= INSTRUCTIONS FOR THE TASK =
From the entries below, keep only the lines that contain the string "shoulder", and copy each such line. Treat the match as case-sensitive.

* * * * *

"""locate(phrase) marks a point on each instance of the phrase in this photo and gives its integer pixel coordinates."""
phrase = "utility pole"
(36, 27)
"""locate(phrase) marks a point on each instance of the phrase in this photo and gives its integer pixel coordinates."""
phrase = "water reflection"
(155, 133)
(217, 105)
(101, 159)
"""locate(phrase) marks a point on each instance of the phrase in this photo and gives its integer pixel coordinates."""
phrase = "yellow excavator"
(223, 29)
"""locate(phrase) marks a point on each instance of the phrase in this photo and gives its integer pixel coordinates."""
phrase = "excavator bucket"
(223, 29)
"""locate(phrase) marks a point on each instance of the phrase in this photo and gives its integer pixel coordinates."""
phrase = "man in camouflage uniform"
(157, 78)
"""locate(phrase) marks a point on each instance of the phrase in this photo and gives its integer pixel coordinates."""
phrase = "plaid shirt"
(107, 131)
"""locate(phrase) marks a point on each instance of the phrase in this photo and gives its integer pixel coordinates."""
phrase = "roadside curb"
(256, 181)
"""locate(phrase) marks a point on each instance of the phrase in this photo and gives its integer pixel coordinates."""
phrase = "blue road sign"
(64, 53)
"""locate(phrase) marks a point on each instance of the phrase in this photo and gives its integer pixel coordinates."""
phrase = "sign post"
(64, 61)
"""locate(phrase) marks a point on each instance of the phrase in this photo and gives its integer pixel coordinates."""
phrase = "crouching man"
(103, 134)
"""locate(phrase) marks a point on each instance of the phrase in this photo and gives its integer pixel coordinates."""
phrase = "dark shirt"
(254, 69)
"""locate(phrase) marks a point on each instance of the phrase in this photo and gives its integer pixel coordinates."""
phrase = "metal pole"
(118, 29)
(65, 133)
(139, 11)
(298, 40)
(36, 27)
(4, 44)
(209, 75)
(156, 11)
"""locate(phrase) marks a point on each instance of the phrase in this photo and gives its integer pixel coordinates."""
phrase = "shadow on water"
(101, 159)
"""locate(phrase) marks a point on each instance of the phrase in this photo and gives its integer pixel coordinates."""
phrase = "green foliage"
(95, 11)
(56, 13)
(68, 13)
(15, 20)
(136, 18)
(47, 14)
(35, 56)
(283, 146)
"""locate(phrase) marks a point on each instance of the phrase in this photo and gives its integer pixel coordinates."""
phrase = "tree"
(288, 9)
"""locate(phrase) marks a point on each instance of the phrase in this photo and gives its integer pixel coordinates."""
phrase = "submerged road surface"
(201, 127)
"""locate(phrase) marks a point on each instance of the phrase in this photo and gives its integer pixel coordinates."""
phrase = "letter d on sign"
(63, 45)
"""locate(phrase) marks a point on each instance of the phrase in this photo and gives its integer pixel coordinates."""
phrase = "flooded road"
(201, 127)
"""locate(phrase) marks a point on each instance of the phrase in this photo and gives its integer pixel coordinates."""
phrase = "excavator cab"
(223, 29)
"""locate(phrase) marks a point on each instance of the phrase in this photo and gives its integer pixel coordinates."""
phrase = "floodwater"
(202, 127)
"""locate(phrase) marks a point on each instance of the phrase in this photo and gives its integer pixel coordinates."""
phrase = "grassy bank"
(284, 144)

* * * * *

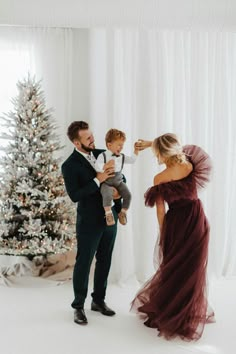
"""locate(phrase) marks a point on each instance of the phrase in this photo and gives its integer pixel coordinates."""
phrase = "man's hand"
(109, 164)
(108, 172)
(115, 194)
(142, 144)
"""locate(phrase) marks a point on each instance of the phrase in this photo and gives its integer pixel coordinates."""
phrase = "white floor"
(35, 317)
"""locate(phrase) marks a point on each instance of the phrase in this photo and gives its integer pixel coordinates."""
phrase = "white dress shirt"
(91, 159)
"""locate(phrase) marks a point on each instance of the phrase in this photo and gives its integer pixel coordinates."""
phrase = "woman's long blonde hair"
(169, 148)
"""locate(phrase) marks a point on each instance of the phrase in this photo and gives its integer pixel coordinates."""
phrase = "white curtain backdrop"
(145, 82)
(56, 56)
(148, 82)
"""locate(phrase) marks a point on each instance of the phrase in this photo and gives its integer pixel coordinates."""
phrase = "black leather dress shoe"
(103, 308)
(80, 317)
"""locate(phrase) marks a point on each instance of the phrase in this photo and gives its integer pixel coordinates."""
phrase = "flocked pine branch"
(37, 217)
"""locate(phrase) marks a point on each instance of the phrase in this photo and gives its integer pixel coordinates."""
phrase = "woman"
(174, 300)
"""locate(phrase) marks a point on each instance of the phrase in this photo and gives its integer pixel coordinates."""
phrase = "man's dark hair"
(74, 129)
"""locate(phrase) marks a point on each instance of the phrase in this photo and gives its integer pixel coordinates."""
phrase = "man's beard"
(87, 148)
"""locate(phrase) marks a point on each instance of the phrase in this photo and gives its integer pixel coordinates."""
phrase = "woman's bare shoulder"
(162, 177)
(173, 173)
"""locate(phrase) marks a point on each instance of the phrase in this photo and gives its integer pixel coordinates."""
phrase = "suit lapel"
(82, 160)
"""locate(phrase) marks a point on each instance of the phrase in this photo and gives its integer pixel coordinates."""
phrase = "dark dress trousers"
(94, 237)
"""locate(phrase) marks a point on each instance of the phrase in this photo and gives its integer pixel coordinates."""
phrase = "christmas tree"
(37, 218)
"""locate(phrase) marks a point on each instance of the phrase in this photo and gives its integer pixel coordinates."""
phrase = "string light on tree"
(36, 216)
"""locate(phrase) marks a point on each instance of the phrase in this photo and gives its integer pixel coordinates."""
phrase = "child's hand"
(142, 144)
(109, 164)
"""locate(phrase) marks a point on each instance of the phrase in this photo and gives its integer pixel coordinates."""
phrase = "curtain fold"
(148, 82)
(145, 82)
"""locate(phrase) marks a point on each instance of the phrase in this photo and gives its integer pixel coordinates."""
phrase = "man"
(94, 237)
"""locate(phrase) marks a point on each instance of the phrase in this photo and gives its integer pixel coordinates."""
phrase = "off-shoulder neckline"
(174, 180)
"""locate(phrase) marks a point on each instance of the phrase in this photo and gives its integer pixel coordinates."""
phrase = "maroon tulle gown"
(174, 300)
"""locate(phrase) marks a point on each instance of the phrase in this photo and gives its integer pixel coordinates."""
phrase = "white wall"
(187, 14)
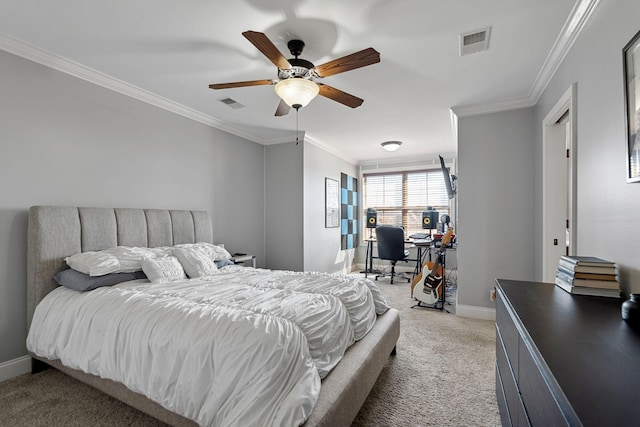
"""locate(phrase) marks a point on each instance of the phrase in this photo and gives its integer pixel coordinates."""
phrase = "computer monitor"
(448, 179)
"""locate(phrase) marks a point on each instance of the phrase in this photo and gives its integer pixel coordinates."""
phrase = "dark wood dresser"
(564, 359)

* * * * *

= WRITTEN RESPONSE =
phrase = "woman's bare shoulder"
phrase = "off-shoulder neckline"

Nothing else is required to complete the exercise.